◆ Text

Segment Open

Y Zhang1*, J Ma2 , J Wang1 , (1) UT Southwestern Medical Ctr at Dallas, Dallas, TX, (2) Southern Medical University, Guangzhou, Guangdong


MO-DE-207A-4 (Monday, August 1, 2016) 1:45 PM - 3:45 PM Room: 207A


Sequential same-patient CT images usually involve deformation-induced and non-deformation-induced voxel intensity changes. An adaptive deformation-recovery and intensity-correction (ADRIC) technique was developed to improve the CT reconstruction accuracy, and to separate deformation from non-deformation-induced voxel intensity changes between sequential CT images.


ADRIC views the new CT as a deformation of a prior high-quality CT volume, but with additional non-deformation-induced voxel intensity changes. ADRIC first applies the 2D-3D deformation technique to recover the deformation field between the prior CT volume and the new, to-be-reconstructed CT volume. Using the deformation-recovered new CT volume, ADRIC further corrects the non-deformation-induced voxel intensity changes with an updated algebraic reconstruction technique, enforcing a less stringent total variation smoothing scheme on image difference ('ART-dTV'). The intensity-corrected new CT volume is subsequently fed back into the 2D-3D deformation process to further correct the residual deformation errors, which forms an iterative loop. By ADRIC, the deformation field and the non-deformation voxel intensity corrections are optimized separately and alternately to reconstruct the final CT.

Segment Closed

◆ Description of the task
Copy the CT reconstruction text word for word, everything from "Sequential same-patient CT" down to "sequential CT images.".

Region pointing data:

Segment Open

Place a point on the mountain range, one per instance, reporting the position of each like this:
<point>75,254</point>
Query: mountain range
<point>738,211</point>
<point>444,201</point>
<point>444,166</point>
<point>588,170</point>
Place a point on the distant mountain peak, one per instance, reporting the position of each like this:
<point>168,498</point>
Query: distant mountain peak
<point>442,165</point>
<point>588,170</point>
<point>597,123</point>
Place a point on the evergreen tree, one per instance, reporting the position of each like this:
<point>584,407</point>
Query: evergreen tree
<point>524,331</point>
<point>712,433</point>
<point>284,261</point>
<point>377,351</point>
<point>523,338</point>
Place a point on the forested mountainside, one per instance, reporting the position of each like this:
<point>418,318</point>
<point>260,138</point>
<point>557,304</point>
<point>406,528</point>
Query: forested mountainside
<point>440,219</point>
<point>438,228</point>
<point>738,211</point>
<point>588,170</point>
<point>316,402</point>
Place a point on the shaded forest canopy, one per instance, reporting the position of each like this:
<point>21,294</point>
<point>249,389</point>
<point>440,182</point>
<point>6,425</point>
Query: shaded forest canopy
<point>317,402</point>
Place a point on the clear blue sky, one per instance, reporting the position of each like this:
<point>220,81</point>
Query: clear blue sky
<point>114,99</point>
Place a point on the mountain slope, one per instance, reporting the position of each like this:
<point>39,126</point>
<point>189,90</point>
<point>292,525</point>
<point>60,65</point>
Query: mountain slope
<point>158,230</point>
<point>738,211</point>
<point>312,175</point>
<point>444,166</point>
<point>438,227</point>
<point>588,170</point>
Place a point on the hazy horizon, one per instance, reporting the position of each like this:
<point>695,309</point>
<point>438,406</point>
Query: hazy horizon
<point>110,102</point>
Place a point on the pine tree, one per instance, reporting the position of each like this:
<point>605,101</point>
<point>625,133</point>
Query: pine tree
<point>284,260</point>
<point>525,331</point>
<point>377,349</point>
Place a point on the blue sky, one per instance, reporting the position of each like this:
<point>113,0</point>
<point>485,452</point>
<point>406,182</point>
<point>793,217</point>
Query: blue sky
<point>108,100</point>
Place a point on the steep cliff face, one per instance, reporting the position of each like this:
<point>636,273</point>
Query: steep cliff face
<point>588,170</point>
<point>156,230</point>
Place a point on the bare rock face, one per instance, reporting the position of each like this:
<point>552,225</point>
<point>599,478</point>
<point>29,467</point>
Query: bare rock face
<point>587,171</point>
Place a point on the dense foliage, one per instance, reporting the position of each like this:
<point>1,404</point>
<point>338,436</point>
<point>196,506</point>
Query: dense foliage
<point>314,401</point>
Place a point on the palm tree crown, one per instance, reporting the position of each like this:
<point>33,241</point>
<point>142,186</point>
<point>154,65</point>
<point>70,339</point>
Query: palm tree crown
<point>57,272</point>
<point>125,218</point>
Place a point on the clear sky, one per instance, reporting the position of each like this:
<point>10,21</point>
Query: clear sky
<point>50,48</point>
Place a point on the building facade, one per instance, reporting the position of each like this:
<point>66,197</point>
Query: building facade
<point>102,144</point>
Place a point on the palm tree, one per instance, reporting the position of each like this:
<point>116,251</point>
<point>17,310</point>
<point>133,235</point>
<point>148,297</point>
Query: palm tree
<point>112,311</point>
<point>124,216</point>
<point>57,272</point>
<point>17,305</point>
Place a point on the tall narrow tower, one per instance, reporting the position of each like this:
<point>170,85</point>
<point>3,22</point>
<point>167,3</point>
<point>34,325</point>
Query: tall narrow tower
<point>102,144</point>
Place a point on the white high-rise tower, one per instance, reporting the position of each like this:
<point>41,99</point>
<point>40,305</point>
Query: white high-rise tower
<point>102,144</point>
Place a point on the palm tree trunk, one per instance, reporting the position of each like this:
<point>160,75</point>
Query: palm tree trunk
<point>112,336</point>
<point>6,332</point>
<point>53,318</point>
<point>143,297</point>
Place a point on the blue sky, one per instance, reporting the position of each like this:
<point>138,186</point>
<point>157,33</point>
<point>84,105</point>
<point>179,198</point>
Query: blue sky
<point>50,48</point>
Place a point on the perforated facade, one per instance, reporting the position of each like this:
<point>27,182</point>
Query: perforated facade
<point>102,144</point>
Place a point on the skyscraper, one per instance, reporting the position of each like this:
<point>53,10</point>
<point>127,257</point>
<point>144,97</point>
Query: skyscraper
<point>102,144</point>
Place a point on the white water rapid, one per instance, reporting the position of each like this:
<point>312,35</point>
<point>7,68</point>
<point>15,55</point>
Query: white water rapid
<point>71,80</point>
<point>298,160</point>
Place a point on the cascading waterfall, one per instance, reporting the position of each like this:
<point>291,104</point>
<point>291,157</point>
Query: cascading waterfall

Segment Closed

◆ Answer section
Sequential same-patient CT images usually involve deformation-induced and non-deformation-induced voxel intensity changes. An adaptive deformation-recovery and intensity-correction (ADRIC) technique was developed to improve the CT reconstruction accuracy, and to separate deformation from non-deformation-induced voxel intensity changes between sequential CT images.